* Page excerpt:
What and how do you innovate?

Innovation activities are critical processes an organisation needs to perform to create, deliver, and capture innovative values. These activities describe the most important things a company must do to make the business model work involving, for instance, production of values, supply chain management, managing resources, reaching markets, maintaining customer relationships, and earning revenue.

What to innovate?

Innovation comes from three key sources, which are the organisation (e.g., improving the business processes and reducing costs), the market (e.g., satisfying unmet needs in markets), and technology (i.e., making new inventions of technology products and applications). These innovations can be disruptive (e.g., novelty new, valuable, speciality, rare, precious, target underserved customers, and sell with lower prices) or incremental (i.e., improvements to existing products and serve existing markets and customers). Innovation typically involves four zones:

  • Product-leadership zone: includes breakthrough technologies, products, applications, and platforms.
  • Customer intimacy zone: involves product extension and enhancement, customer experience, and marketing. 
  • Operational excellence zone: reveals process and efficiency innovations
  • Renewal zone: includes activities to achieve organic and external growth.   

Here are some practical processes for creating, testing and implementing a business model innovation, inspired by Osterwalder’s ‘The business model generation’: 

  • For start-ups, business model innovation results from one of four objectives: (1) to satisfy existing but unanswered market needs, (2) to bring new technologies, products, or services to market, (3) to improve, disrupt, or transform an existing market with a better business model, or (4) to create an entirely new market.
  • In enterprises, business-model innovation reflects the existing model and organisational structure. The effort usually has one of four motivations: (1) a crisis with the existing business model (sometimes a “near death” experience), (2) adjusting, improving, or defending the existing model to adapt to a changing environment, (3) bringing new technologies, products, or services to market, or (4) preparing for the future by exploring and testing new business models that might eventually replace existing ones.
  • Mobilise- Setting the stage: prepare for a business model design, including (1) frame project objectives, (2) test preliminary business ideas, (3) plan, and (4) assemble a team.
  • Understand- immersion: research and analysis elements needed for the business model design effort. Activities involved include (1) scanning the environment, (2) studying potential customers, (3) interviewing experts, (4) researching records (e.g., examples of failures and their causes), and (5) collecting ideas and opinions.

* Provided material:
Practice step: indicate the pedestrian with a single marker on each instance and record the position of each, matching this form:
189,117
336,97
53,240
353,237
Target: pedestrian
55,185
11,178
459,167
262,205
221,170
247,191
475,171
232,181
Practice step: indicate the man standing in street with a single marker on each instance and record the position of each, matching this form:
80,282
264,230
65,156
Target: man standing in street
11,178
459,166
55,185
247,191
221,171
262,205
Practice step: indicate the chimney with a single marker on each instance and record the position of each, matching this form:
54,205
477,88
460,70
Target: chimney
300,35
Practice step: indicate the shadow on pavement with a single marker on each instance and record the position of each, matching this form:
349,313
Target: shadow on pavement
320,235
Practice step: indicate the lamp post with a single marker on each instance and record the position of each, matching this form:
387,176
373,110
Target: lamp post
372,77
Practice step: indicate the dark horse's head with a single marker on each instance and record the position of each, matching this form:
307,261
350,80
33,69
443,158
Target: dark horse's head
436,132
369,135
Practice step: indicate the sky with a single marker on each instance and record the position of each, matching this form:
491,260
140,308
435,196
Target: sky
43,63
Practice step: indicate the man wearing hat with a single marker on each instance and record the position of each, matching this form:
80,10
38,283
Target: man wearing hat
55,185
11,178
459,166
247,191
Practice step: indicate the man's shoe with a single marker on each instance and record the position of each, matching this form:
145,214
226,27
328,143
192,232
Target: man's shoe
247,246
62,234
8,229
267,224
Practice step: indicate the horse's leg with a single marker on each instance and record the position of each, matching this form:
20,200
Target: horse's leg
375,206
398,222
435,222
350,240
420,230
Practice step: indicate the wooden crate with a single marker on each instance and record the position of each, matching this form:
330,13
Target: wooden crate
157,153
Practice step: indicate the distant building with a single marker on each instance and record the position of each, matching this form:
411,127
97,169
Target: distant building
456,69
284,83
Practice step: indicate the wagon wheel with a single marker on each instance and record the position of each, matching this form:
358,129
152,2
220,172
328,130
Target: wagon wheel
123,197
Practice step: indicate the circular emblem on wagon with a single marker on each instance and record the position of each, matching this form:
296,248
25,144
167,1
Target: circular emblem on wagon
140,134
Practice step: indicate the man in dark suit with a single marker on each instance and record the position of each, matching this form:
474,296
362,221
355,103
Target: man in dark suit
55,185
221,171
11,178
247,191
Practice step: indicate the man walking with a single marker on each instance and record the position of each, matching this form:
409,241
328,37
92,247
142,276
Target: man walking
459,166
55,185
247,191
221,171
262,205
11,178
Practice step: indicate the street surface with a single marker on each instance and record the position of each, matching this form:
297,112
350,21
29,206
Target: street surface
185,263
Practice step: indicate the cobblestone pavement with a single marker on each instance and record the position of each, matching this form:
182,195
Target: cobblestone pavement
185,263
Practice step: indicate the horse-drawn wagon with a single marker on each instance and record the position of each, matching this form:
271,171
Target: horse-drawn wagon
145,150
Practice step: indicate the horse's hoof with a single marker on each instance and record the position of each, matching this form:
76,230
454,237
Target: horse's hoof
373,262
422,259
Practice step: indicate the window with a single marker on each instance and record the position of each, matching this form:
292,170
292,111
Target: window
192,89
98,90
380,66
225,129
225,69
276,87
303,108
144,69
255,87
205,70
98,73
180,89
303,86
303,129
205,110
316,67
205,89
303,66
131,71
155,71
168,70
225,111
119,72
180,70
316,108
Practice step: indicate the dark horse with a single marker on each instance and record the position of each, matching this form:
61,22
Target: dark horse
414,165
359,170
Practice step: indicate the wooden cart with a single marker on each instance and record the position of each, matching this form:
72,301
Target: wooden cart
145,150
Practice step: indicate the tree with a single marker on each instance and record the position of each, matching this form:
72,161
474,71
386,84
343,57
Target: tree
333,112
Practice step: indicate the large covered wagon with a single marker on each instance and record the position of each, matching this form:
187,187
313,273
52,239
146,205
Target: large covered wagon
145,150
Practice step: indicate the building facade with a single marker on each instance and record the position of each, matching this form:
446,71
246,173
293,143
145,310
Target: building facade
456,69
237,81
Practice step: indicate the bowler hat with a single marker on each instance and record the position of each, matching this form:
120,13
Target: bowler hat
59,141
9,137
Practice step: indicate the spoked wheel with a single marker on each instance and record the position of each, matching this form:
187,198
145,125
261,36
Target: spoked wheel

* Given task: What comes next in the business model innovation text above? Continue it from its last sentence.

* Result of the task:
  • Design- Inquiry: generate and test viable business model options, and select the best. Activities involved include (1) brainstorming, (2) prototyping, (3) testing, and (4) selection.
  • Implement- execute: generate and test viable business model options, and select the best. Activities involved include: (1) communicate and involve, and (2) execute.
  • Manage- evolution: Adapt and change the business model in response to market reaction. Activities involved include: (1) scan the environment, (2) continuously assess your business model, (3) rethink your model, (4) align business models throughout the enterprise, and (5) manage synergies or conflicts between models.

How to innovate?

The following are some approaches that provide you with broadly applicable techniques to help how to innovate:

  • Full-spectrum innovation: an analytical approach to help you assess the company value chain to find innovation opportunities. This approach not only concentrates on customer needs but also increases the operational excellence of firms. The process of full-spectrum innovation involves evaluating the value streams of the firm and coming up with innovation opportunities as radical or incremental and related to products or processes. This method is conducted in an iterative cycle to pipeline the company with innovation opportunities and equip it with plans to gain.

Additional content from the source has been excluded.